* _Task statement_
The line containing "For every instance of the lantern" and every line after it, through the last, are to be extracted exactly; no other lines belong in the answer.

* _Material shown_
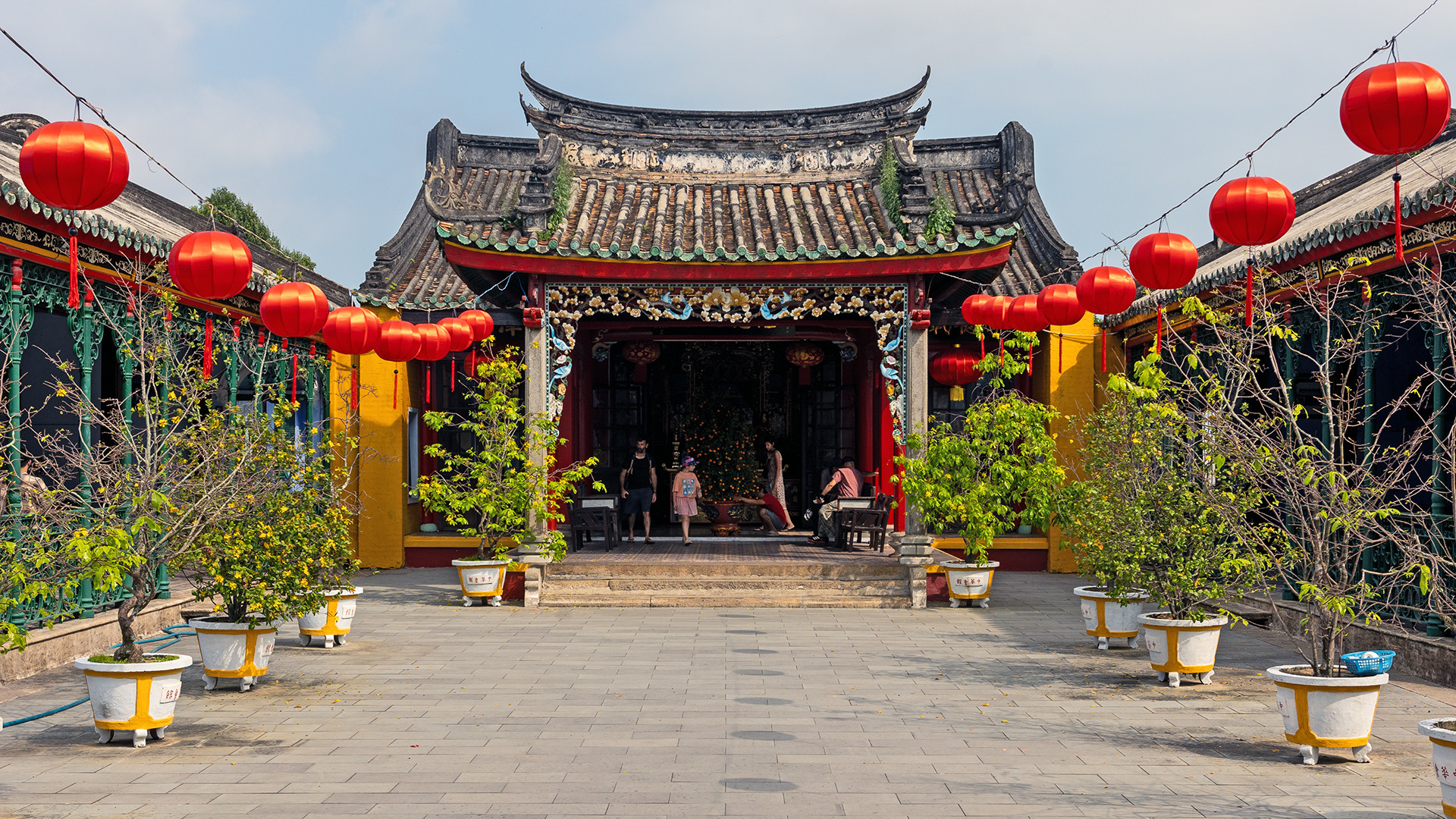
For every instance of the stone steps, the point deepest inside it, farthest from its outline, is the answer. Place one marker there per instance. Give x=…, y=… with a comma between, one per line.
x=727, y=583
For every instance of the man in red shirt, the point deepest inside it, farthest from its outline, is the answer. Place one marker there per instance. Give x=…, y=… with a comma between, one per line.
x=770, y=510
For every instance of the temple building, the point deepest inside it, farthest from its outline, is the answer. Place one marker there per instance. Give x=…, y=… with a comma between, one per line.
x=799, y=265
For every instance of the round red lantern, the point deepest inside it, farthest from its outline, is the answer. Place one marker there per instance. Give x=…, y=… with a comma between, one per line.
x=954, y=369
x=1254, y=210
x=435, y=343
x=210, y=264
x=73, y=165
x=1107, y=290
x=294, y=309
x=1059, y=305
x=481, y=324
x=459, y=331
x=1164, y=261
x=1025, y=315
x=473, y=360
x=398, y=341
x=1395, y=108
x=973, y=308
x=995, y=312
x=351, y=331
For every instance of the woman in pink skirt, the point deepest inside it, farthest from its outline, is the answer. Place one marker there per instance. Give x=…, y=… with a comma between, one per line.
x=685, y=494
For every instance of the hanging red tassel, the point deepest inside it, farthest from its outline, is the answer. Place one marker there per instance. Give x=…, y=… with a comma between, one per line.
x=1400, y=245
x=1248, y=295
x=207, y=349
x=74, y=297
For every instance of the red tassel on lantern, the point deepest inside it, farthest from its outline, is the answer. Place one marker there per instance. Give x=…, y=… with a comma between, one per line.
x=1400, y=245
x=1248, y=295
x=74, y=297
x=207, y=349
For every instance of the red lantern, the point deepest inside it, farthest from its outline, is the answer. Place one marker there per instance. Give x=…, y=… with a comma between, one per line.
x=1059, y=305
x=294, y=309
x=1025, y=315
x=351, y=331
x=481, y=324
x=398, y=341
x=804, y=354
x=460, y=333
x=1254, y=210
x=435, y=343
x=1395, y=108
x=973, y=308
x=210, y=264
x=954, y=369
x=1107, y=290
x=73, y=165
x=1164, y=261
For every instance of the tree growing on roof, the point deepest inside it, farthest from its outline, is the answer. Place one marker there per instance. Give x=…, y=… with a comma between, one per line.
x=231, y=207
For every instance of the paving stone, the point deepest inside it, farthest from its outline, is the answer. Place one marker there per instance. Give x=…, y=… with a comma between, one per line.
x=436, y=710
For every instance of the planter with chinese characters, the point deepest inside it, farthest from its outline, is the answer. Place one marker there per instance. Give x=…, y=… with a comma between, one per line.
x=136, y=698
x=1107, y=618
x=232, y=651
x=481, y=579
x=970, y=583
x=334, y=620
x=1327, y=711
x=1181, y=648
x=1443, y=758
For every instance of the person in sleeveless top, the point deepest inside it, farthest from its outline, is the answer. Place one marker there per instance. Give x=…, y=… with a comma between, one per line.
x=685, y=494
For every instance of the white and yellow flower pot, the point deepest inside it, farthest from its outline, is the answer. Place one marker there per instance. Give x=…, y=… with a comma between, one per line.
x=1178, y=648
x=334, y=620
x=231, y=651
x=970, y=583
x=1327, y=711
x=481, y=579
x=134, y=697
x=1106, y=618
x=1443, y=758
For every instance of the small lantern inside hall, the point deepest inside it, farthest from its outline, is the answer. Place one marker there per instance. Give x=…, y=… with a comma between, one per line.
x=641, y=353
x=804, y=354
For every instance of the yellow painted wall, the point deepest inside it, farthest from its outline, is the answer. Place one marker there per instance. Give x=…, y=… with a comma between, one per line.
x=384, y=515
x=1072, y=392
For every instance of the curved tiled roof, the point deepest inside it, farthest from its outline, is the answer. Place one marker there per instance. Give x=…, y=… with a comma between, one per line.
x=1350, y=203
x=650, y=193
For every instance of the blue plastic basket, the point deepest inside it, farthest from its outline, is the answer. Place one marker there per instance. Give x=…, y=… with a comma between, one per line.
x=1366, y=667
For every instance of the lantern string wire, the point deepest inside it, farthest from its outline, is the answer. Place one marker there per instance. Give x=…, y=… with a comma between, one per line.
x=1386, y=46
x=101, y=114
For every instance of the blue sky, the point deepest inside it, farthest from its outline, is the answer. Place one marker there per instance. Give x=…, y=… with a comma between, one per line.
x=318, y=112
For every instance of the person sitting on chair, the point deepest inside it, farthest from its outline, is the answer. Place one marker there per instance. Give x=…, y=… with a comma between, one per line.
x=845, y=483
x=770, y=510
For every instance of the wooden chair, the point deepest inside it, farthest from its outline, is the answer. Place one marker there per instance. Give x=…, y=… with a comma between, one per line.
x=595, y=515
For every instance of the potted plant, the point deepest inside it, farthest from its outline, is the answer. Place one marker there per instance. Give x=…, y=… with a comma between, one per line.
x=286, y=558
x=1141, y=523
x=162, y=468
x=1331, y=469
x=506, y=487
x=981, y=477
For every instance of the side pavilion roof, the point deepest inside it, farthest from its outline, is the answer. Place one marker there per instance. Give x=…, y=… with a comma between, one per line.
x=724, y=194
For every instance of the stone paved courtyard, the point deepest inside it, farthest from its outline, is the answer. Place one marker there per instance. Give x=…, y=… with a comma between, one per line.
x=437, y=710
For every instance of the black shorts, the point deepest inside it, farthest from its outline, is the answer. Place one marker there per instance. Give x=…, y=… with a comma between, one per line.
x=638, y=500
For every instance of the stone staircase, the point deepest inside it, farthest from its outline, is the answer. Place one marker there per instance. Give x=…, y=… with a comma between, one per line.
x=871, y=585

* _Completed task_
For every instance of the lantern string wire, the point deepest inside it, farthest from its outline, is the answer. Place one marker there per instance. Give x=…, y=… with a comma between, one per line.
x=1386, y=46
x=101, y=114
For every instance of the blue sky, the point deepest inside it, farthest from its outline, is the answer. Place one marker there per instance. Give x=…, y=… with a comma between, one per line.
x=318, y=112
For every instance of the person sitting on chair, the point deepest inside it, farthest from its outline, is the answer. Place one marker there per instance. Give x=…, y=… with a comma between, one per line.
x=845, y=483
x=770, y=510
For every instance of the wooden chair, the point deepest inside it, farthest from its outline, is the answer. Place one marker there per instance. Give x=…, y=… with a comma between, one per line.
x=595, y=515
For every instance of the potted plant, the point deepest inside it, farthest from its outline, is the answer. Place one marker there per instance. Give x=…, y=… with a comma between, one per line.
x=286, y=558
x=1141, y=523
x=162, y=468
x=1331, y=469
x=506, y=487
x=981, y=477
For every instance of the side pavilion roof, the point deepest inside it, farthest from its outline, is the answer. Place one marker there per instance. Give x=…, y=… with a comma between, one per line.
x=724, y=194
For every instance of the stone paved courtyard, the point deepest inside it, farthest from its outline, is the answer. Place one marker there per instance. Give x=…, y=… with a comma between, one per line.
x=437, y=710
For every instance of the black shorts, the point deepest inside it, farthest from its outline, is the answer. Place one marker there per instance. Give x=…, y=… with a comma between, one per line.
x=638, y=500
For every instance of the stone staircase, the point deepest inside it, farthest from its outline, is the answer. Place one marker there per instance. Give x=…, y=… with a comma between, one per line.
x=871, y=585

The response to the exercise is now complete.